TASK GOAL:
Pick out every line of the items below that contains the word "wrought" and copy each one.

## begin DATA

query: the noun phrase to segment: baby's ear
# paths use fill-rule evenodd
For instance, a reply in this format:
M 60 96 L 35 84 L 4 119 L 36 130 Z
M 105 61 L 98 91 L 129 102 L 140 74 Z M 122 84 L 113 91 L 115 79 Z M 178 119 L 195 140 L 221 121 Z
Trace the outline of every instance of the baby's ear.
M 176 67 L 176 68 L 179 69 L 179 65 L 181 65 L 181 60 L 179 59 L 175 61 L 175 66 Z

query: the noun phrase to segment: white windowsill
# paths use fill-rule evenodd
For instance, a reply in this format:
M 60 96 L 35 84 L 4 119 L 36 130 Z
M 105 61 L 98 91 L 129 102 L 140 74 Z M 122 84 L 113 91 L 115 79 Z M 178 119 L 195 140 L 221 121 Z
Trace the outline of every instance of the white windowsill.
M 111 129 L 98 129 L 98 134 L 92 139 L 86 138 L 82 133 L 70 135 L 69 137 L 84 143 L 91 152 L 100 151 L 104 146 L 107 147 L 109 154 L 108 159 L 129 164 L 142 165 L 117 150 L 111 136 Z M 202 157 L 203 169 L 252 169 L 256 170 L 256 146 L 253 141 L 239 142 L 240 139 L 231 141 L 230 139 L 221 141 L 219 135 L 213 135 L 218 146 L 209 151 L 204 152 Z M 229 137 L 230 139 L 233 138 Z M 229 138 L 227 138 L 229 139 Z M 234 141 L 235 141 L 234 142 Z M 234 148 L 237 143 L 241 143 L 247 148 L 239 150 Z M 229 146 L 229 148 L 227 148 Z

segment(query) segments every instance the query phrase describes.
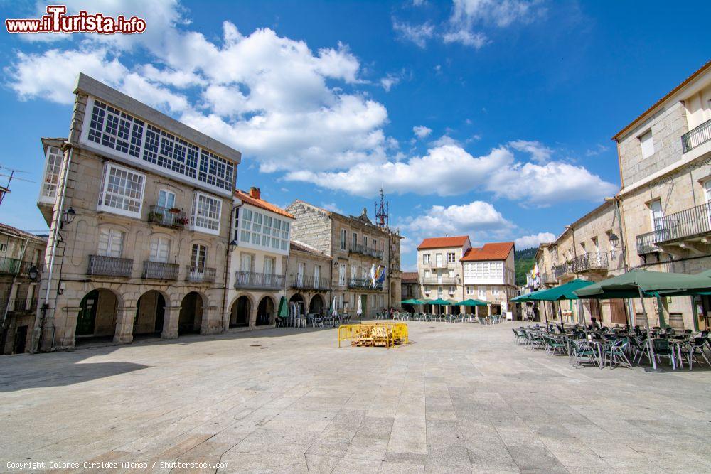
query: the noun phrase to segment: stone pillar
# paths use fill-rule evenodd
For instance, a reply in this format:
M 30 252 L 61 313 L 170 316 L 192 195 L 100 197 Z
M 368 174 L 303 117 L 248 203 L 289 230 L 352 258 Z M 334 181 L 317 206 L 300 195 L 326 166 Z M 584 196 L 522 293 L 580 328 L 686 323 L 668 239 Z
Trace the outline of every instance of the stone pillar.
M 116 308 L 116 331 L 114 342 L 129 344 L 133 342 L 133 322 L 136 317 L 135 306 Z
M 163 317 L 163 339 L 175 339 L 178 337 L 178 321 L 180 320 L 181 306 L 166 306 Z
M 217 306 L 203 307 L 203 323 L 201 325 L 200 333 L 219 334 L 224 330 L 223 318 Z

## end DATA
## begin DATA

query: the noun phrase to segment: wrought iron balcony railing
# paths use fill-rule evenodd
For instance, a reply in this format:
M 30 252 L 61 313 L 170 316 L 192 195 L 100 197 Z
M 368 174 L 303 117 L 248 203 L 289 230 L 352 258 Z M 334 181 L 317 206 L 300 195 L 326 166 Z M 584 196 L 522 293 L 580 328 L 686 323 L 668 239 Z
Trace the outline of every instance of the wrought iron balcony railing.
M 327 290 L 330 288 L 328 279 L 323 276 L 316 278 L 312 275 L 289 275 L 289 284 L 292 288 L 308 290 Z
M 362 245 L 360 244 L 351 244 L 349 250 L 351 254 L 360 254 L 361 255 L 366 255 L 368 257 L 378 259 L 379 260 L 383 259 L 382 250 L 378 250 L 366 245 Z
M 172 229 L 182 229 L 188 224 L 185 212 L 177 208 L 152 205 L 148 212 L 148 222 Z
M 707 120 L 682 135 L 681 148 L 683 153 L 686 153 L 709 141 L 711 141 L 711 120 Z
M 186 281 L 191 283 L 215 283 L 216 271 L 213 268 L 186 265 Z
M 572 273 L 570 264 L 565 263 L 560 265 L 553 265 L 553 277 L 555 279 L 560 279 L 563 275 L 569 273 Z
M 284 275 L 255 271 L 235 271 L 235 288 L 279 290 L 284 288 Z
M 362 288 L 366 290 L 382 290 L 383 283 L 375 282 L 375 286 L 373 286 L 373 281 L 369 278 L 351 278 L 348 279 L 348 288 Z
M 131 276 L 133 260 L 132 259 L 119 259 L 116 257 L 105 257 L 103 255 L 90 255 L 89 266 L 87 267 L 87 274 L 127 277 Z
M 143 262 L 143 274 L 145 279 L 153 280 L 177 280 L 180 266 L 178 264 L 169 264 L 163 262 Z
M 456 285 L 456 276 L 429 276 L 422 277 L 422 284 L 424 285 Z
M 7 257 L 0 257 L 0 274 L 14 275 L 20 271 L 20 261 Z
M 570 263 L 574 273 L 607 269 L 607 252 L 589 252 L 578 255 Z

## end DATA

WRITTEN SOLUTION:
query: the noun phrase to segment: wrought iron balcony railing
Trace the outline of every instance of the wrought iron balcony railing.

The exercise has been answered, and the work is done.